What you need to do –
a - Answer these from the guidance on petitions for rulemaking:
(i) By what two means, other than an existing online docketing system, should agencies accept petitions electronically?
(ii) What should agencies designate to receive and distribute all petitions for rulemaking?
(iii) What should agencies use to let the public monitor the status of petitions?
b - Carry the guidance on petitions for rulemaking forward with the next part, picking up after its final sentence.

Source document –
══════
2. The procedures should indicate how the agency will coordinate
the consideration of petitions with other processes and activities
used to determine agency priorities, such as the Unified Agenda and
retrospective review of existing rules.
3. The procedures should explain what type of data,
argumentation, and other information make a petition more useful and
easier for the agency to evaluate. The procedures should also
identify any information that is statutorily required for the agency
to act on a petition.
Receiving and Processing Petitions
4. Agencies should accept the electronic submission of
petitions, via email or through Regulations.gov (such as by
maintaining an open docket for the submission of petitions for
rulemaking) or their existing online docketing system.
5. Agencies should designate a particular person or office to
receive and distribute all petitions for rulemaking to ensure that
each petition for rulemaking is expeditiously directed to the
appropriate agency personnel for consideration and disposition. This
designation may be especially important for agencies that have
multiple regions or offices.
Communicating With Petitioners
6. Agencies should encourage and facilitate communication
between agency personnel and petitioners, both prior to submission
and while petitions are pending disposition. For example, agencies
should consider asking petitioners to clarify requests or submit
additional information that will make the petition easier to
evaluate. Agencies should consider also alerting petitioners to
recent developments that may warrant a petition's modification or
withdrawal.
7. Agencies should provide a way for petitioners and other
interested persons to learn the status of previously filed
petitions. Agencies should:
(a) Use online dockets to allow the public to monitor the status
of petitions; and
(b) Designate a single point of contact authorized to provide
information about the status of petitions.
Soliciting Public Comment on Petitions
8. Agencies should consider inviting public comment on petitions
for rulemaking by either:
(a) Soliciting public comment on all petitions for rulemaking;
or
(b) Deciding, on a case-by-case basis, whether to solicit public
comment on petitions for rulemaking. Inviting public comment may be
particularly appropriate when:
(i) A petition addresses a question of policy or of general
interest; or
(ii) Evaluating a petition's merits may require the agency to
consider information the agency does not have, or the agency
believes that the information provided by the petitioner may be in
dispute or is incomplete.
══════
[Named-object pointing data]
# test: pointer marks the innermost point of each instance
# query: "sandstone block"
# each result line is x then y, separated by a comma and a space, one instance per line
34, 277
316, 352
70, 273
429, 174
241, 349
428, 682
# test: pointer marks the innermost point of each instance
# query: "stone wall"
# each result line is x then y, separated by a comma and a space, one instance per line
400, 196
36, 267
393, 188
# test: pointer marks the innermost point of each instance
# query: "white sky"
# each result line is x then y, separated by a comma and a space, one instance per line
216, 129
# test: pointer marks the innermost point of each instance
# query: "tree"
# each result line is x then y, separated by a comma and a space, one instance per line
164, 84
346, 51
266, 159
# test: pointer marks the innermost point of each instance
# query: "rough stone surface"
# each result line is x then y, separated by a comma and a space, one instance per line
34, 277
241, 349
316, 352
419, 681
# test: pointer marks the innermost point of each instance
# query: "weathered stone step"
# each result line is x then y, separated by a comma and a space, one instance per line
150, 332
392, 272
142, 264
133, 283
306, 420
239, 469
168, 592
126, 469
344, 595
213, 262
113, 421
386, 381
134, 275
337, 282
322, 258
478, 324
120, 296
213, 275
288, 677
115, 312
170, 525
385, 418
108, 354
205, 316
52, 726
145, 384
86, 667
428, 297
══════
Results –
a -
(i) Email or Regulations.gov.
(ii) A particular person or office.
(iii) Online dockets.

b -
9. If an agency anticipates that it will consider but not
respond to all comments on a petition for rulemaking, it should say
so in its request for comments.
Responding to Petitions for Rulemaking
10. Agencies should docket each decision with the petition to
which it responds.
11. If an agency denies a petition, where feasible and
appropriate, it should provide a reasoned explanation beyond a brief
statement of the grounds for denial. Agencies should not reflexively
cite only resource constraints or competing priorities.
12. Agencies must respond to petitions within a reasonable time.
To that end, each agency should:
(a) Adopt in its procedures an expectation that it will respond
to all petitions for rulemaking within a stated period (e.g., within
6, 12, or 18 months of submission); and/or
(b) Establish and make publicly available an individual target
timeline for responding to that petition.
13. If an agency is unable to respond to a petition by the
target timeline it has established, it should provide the petitioner
and the public with a brief explanation for the delay, along with a
reasonable new target timeline. The explanation may include a
request for new or additional information if the agency believes it
would benefit from that or the facts or circumstances relevant to
the petition may have changed while the petition was pending.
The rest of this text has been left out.